(EXERCISE INSTRUCTIONS): Find every line below that contains the word "spoon" and copy each of those lines out in full. Case counts, so a line with the word in different capitals doesn't match.

(INPUT FOR THIS TASK):

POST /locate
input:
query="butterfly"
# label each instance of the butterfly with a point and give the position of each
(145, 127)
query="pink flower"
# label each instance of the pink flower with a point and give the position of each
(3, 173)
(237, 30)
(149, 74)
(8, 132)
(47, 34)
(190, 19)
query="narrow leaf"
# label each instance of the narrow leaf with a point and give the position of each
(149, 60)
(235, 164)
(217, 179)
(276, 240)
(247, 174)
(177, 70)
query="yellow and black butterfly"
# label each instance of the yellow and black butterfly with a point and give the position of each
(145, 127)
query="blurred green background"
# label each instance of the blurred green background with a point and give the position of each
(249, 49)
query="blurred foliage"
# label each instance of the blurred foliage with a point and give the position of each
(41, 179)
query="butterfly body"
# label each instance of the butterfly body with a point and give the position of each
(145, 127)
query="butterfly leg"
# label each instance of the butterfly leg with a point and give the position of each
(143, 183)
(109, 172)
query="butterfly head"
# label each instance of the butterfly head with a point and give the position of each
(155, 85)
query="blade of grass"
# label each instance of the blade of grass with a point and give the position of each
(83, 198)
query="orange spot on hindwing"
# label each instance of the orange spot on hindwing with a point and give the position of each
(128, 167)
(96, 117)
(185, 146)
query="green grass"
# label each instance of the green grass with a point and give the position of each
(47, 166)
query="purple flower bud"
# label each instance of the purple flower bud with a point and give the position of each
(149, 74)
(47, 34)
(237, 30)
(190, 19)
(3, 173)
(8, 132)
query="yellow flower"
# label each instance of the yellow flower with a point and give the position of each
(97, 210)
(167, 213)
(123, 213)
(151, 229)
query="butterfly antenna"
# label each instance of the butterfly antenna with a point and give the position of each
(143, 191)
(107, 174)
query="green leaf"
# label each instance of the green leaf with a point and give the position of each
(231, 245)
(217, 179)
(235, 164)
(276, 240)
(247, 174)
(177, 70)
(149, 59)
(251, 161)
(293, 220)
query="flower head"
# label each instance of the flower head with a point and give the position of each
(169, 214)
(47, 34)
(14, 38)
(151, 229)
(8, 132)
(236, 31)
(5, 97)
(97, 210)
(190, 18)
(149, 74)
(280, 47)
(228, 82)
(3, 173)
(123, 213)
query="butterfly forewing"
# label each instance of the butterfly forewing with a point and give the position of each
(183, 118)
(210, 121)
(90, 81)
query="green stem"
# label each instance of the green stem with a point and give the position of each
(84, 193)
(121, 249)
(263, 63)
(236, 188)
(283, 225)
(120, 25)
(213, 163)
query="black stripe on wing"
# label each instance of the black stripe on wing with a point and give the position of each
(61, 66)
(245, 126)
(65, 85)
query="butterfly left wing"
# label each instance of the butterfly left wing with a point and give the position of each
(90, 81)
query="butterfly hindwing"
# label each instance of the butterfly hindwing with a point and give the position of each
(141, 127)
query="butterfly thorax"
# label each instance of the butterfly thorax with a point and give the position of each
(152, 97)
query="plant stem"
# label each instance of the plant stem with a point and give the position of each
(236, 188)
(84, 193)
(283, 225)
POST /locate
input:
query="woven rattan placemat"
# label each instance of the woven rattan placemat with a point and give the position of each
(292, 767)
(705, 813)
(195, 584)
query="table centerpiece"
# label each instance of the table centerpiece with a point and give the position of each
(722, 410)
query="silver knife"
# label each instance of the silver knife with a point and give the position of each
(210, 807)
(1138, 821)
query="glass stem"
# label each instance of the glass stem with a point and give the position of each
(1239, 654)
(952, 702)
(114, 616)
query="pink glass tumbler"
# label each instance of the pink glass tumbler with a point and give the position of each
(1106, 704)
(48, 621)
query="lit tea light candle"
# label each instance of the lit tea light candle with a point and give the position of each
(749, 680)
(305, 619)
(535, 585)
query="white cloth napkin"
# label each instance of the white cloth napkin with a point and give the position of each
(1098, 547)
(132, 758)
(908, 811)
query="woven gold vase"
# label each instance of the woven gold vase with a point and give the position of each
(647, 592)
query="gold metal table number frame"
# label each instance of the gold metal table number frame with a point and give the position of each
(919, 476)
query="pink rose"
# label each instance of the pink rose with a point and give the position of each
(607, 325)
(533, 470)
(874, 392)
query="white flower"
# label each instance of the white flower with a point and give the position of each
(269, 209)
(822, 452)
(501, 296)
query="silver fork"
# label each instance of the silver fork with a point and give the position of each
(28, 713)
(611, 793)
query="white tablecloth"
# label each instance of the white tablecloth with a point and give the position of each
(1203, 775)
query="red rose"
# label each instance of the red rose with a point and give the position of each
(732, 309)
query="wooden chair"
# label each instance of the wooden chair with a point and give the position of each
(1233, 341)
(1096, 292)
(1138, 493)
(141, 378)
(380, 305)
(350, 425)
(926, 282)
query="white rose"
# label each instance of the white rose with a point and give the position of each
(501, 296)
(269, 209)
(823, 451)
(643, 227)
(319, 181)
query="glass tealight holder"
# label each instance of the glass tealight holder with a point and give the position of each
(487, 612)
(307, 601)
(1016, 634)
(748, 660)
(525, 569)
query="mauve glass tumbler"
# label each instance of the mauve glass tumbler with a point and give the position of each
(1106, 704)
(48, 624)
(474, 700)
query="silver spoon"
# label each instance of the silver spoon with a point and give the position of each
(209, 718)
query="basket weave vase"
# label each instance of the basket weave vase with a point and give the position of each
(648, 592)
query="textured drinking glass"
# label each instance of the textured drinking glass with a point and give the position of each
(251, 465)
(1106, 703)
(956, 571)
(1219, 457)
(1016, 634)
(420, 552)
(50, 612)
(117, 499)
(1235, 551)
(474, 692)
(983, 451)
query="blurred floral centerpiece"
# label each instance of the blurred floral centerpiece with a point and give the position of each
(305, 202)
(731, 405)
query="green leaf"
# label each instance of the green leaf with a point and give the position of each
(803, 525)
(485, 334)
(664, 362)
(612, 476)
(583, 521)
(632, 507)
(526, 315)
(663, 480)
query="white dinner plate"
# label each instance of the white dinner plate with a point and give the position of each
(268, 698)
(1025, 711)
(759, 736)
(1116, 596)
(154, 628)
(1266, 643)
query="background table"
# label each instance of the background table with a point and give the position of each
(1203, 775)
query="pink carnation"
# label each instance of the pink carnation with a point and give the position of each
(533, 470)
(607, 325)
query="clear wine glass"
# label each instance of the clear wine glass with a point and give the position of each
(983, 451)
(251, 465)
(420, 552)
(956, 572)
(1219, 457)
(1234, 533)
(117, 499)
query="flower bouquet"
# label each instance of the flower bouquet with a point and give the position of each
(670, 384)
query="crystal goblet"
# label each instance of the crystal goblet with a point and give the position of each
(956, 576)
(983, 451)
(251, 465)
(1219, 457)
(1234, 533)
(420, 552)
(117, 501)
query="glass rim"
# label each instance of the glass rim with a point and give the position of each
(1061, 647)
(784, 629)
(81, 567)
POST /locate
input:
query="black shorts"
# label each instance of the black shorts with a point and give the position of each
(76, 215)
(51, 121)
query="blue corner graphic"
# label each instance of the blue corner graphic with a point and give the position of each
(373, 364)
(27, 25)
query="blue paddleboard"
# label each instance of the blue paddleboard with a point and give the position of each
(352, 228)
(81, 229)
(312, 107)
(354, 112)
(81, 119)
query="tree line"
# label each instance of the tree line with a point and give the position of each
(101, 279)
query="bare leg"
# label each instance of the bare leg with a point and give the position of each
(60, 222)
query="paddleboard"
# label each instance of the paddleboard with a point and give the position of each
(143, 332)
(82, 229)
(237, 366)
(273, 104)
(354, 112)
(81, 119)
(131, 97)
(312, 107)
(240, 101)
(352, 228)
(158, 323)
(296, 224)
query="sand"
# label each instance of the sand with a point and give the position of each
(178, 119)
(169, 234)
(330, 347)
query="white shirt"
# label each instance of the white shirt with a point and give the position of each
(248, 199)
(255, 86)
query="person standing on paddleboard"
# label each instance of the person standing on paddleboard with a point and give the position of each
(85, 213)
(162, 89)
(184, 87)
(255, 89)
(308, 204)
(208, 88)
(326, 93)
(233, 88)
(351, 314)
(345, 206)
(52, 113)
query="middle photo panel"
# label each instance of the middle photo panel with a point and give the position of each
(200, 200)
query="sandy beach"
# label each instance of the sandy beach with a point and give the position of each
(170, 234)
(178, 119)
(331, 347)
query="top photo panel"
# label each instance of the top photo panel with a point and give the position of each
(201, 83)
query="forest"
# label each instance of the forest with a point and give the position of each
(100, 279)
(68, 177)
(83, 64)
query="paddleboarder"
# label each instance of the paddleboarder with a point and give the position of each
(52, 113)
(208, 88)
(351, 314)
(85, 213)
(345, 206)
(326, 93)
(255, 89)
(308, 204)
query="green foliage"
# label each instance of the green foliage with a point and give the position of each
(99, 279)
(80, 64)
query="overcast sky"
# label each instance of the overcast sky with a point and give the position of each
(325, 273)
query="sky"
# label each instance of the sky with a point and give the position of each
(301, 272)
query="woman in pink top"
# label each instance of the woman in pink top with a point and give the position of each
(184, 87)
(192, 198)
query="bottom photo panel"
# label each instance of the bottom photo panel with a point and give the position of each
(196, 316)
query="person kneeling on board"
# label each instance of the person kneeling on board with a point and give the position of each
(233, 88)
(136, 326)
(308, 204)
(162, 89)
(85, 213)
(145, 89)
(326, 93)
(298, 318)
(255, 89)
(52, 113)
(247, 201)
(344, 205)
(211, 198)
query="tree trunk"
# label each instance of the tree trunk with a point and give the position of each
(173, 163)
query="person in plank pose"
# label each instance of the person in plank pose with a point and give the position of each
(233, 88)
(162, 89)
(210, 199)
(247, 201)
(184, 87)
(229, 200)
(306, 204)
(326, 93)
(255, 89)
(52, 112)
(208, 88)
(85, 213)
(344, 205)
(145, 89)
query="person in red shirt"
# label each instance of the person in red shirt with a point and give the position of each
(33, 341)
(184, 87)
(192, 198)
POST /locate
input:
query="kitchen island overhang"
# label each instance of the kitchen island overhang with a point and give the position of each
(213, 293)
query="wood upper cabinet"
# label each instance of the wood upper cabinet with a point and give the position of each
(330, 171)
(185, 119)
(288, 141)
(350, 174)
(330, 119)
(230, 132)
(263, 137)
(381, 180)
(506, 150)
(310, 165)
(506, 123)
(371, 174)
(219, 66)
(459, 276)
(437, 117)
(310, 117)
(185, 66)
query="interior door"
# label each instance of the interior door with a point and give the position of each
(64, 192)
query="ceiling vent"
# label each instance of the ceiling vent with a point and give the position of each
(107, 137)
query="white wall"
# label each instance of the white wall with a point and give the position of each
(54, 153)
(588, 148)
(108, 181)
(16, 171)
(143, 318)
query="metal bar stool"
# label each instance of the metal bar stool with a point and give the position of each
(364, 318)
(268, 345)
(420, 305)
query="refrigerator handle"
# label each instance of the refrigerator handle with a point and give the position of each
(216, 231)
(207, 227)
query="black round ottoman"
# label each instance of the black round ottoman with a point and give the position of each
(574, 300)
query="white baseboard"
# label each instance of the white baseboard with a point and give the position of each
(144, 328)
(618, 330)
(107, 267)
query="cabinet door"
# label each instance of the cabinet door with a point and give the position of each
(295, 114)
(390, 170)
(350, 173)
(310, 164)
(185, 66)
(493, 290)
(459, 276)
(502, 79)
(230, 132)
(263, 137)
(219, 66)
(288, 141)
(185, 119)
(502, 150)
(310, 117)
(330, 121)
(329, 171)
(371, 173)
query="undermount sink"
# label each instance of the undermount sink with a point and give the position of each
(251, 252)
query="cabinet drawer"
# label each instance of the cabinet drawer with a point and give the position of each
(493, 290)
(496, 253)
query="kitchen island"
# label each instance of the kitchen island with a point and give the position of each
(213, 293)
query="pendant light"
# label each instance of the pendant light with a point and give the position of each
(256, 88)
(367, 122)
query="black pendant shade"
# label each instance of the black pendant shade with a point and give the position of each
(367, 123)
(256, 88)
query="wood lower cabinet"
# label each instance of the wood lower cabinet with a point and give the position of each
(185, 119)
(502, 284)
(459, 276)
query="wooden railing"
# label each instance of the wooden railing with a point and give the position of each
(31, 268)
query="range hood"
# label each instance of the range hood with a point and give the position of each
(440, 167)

(TASK RESPONSE):
query="silver spoon"
# label each instance of the silver spoon with a point and give the position of each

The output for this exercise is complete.